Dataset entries
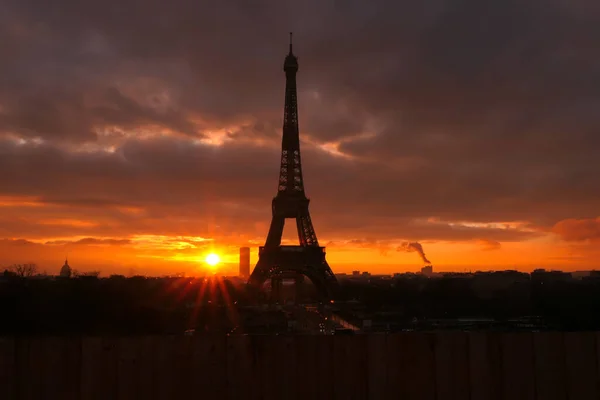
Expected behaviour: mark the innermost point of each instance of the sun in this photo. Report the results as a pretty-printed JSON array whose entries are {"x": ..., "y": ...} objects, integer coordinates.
[{"x": 212, "y": 259}]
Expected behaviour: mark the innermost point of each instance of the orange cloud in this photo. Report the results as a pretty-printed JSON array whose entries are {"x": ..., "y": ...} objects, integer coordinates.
[{"x": 577, "y": 230}]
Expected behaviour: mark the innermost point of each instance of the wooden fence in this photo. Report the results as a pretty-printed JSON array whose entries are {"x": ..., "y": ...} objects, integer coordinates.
[{"x": 445, "y": 365}]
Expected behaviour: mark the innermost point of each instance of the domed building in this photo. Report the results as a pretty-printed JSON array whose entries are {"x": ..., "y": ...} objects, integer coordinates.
[{"x": 65, "y": 271}]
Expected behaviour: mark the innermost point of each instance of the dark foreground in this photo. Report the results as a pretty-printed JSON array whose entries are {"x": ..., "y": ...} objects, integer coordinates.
[{"x": 444, "y": 365}]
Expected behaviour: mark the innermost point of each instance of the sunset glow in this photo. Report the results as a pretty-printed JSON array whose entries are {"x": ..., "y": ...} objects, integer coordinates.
[
  {"x": 212, "y": 259},
  {"x": 140, "y": 146}
]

→ Exercise
Copy every item above word for word, leaving the pictures out of your answer.

→ The reply
Expected behaviour: mark the innermost point of each instance of the sun in this photo. Report the results as a pretty-printed JSON array whose entries are {"x": ..., "y": ...} objects, integer coordinates.
[{"x": 212, "y": 259}]
Expected behaviour: mark the innermost point of each instance of the orange cloud in this photo. Report the results as a pretty-printed JSON array whose entries are {"x": ..., "y": ...} objects, integer coordinates.
[{"x": 577, "y": 230}]
Expected behaviour: mark the innermost point of each instance of the wooden fence in this photo. Report the results as a pretty-printed JSON array whose entries are {"x": ..., "y": ...} objects, integer coordinates.
[{"x": 445, "y": 365}]
Expected behaviour: mark the innermost point of each instance of the domed building in this photo. Report the results as a pretty-printed JSON array whose entries are {"x": ..., "y": ...} objects, integer coordinates.
[{"x": 65, "y": 271}]
Expected behaviour: mark the innermost point of each instance of the dark foreground in this photo. Report the results as a pretty-printed JSON array whose entries are {"x": ..., "y": ...} objects, integer coordinates.
[{"x": 444, "y": 365}]
Expected behaviour: mark the innermost point of each instance of the sunset glow in this photo. Report the results as a pretty-printed JSON array whose entries are {"x": ..., "y": ...} objects, integer coordinates.
[
  {"x": 212, "y": 259},
  {"x": 140, "y": 146}
]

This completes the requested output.